**练习目标**
根据下方文档节选中“推送频次测试”一节，推送通知的各实验组分别设定为每周多少条？

**文档节选**
# # #
For [product], define the activation event that best predicts D7 retention. Steps: (1) list 5 candidate events, (2) describe how to test each as a predictor, (3) recommend the most predictive one with reasoning. End with the cohort split for the next test.

6. 分 segment 留存救援

D7 retention for [segment] is 30% below our global average. Design 3 segment-specific experiments to close the gap. For each: hypothesis, variable, expected lift, why it works for this segment specifically. Mark which one to run first.

7. 推送频次测试

Design a notification-cadence experiment. Variants: 0 / 1 / 3 / 7 push notifications per week in the first 14 days. Define: variant assignment, primary metric (D14 retention), guardrails (opt-out rate, complaint volume, app-store rating), winner-call criteria.

8. 砍 onboarding 步骤反测

Design a counter-experiment where we REMOVE an onboarding step ([specific step]) for half the users. Hypothesis: completion rate rises, D1 retention rises, but [feature] adoption drops. Define how to measure each, and how long to wait before calling the result.

9. 读出模板（统计诚实）

Below is the result of a retention experiment. Write the read-out: (1) hypothesis tested, (2) sample size achieved per arm, (3) result with 95% confidence interval, (4) whether it crossed the pre-set minimum detectable effect, (5) guardrail movement, (6) ship / kill / iterate decision, (7) what we learned even if it failed.

Result data: [paste]

10. 实验 pre-mortem

Before launch, run a pre-mortem on this experiment: 5 reasons it could produce a misleading result (selection bias, seasonality, contamination across arms, ceiling effect, novelty effect). For each: how to detect it, how to mitigate it. End with the kill criterion that should force an immediate stop.
# # #
**所给材料**
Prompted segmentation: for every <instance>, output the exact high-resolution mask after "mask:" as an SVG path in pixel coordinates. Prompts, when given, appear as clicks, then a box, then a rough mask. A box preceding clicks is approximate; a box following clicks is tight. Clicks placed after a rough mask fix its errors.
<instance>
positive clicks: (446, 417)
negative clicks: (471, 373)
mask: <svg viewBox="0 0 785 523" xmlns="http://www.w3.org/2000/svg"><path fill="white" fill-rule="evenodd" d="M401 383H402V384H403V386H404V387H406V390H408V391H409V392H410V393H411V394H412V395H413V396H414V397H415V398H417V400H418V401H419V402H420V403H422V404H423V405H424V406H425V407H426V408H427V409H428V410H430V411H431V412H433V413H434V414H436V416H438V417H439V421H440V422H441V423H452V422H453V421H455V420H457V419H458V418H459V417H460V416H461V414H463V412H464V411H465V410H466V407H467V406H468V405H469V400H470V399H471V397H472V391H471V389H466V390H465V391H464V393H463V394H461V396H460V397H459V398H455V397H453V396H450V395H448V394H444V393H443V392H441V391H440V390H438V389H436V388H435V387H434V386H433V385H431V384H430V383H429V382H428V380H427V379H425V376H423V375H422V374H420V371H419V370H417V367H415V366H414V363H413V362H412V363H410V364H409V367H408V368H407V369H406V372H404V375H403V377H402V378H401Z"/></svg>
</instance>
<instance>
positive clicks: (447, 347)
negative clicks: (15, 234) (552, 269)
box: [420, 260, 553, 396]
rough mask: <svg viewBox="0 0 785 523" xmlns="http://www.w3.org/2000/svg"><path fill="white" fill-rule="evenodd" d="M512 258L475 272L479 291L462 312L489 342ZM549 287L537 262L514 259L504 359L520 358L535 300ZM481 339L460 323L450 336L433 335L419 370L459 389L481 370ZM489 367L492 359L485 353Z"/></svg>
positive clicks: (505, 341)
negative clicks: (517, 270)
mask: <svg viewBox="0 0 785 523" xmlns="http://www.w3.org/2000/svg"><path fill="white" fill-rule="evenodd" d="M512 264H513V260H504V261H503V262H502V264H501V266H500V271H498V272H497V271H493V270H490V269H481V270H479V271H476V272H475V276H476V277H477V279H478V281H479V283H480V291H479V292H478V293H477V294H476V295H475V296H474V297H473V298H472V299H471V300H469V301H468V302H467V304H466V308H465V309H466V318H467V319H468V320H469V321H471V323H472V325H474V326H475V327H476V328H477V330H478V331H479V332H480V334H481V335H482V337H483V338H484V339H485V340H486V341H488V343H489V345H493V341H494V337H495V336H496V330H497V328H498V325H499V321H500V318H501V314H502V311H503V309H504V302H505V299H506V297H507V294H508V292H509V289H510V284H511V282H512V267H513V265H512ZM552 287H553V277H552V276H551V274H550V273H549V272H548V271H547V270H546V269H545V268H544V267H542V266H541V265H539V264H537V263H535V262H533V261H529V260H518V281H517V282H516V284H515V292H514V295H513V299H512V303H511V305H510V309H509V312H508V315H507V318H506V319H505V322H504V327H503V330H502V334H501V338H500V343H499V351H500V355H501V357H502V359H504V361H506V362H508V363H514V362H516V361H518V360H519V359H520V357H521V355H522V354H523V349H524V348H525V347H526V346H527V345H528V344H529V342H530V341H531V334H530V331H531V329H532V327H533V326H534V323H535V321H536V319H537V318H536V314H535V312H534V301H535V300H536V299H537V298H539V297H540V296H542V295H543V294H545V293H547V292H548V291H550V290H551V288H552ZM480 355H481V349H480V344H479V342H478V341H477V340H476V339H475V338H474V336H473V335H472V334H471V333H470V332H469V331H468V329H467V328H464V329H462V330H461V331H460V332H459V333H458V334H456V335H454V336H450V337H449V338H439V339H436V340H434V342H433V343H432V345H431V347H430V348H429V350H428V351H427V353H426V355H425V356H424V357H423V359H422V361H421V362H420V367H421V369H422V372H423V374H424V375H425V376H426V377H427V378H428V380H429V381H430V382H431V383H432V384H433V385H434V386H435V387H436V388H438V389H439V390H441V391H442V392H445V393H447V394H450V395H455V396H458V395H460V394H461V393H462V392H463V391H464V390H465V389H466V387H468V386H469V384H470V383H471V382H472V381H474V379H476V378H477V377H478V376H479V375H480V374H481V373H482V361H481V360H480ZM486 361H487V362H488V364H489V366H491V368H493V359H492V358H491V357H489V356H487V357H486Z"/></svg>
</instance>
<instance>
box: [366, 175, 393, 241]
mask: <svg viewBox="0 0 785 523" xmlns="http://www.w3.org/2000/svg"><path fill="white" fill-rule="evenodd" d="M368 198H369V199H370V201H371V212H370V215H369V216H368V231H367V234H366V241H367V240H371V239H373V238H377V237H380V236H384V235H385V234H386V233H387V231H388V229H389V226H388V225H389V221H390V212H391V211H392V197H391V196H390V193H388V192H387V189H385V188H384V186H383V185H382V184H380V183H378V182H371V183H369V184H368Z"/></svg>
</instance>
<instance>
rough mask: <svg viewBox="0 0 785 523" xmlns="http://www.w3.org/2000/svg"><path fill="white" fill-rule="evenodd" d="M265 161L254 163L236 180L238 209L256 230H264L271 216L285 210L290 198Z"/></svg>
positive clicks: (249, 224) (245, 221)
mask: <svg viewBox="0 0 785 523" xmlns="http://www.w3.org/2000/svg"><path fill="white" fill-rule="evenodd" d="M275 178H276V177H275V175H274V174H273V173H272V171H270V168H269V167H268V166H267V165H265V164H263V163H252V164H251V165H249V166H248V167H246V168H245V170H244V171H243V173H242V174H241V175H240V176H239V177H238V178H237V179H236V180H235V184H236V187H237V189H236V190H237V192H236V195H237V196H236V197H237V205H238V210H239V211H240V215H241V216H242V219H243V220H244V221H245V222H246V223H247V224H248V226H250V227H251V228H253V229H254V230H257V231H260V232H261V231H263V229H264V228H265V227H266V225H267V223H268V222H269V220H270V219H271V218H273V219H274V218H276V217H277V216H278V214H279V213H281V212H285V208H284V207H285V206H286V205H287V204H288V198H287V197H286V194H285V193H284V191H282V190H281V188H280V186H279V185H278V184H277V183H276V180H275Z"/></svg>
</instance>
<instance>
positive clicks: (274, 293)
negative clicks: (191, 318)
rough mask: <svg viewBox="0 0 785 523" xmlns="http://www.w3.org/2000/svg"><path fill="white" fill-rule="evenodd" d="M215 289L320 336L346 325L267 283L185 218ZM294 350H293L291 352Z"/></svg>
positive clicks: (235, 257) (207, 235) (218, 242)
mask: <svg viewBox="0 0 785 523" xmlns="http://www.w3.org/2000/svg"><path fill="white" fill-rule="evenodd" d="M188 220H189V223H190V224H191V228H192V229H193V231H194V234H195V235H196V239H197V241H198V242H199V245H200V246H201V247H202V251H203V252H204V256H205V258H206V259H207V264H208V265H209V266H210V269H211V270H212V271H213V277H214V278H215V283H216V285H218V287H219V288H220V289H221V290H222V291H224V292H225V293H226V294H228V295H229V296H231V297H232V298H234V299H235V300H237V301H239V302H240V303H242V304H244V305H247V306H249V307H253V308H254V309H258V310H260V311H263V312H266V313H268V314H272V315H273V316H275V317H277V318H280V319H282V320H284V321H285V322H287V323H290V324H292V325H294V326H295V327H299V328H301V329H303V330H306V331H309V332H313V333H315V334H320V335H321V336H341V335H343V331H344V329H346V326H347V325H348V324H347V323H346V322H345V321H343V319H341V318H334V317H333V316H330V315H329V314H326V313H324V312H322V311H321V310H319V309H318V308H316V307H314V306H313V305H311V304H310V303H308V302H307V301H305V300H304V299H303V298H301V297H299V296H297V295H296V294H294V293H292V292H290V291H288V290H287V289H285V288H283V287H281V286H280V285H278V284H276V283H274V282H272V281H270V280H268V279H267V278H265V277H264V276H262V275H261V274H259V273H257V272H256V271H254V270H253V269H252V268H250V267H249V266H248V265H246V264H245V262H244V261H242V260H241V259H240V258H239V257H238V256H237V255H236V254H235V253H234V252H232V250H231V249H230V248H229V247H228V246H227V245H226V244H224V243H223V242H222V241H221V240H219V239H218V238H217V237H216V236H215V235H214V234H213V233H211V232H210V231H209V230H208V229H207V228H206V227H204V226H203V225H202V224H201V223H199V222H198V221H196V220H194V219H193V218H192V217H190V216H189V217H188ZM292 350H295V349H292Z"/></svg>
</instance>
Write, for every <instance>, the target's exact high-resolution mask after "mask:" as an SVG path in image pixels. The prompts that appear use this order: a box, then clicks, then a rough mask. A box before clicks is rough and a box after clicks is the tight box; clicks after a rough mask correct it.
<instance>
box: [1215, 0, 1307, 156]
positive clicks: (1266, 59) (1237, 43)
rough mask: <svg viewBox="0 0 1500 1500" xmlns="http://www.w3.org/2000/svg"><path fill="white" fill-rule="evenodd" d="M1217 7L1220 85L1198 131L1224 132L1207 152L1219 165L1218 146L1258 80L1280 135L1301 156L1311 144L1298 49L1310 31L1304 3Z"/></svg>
# # #
**任务解答**
在前 14 天内，各组分别为每周 0、1、3、7 条推送通知。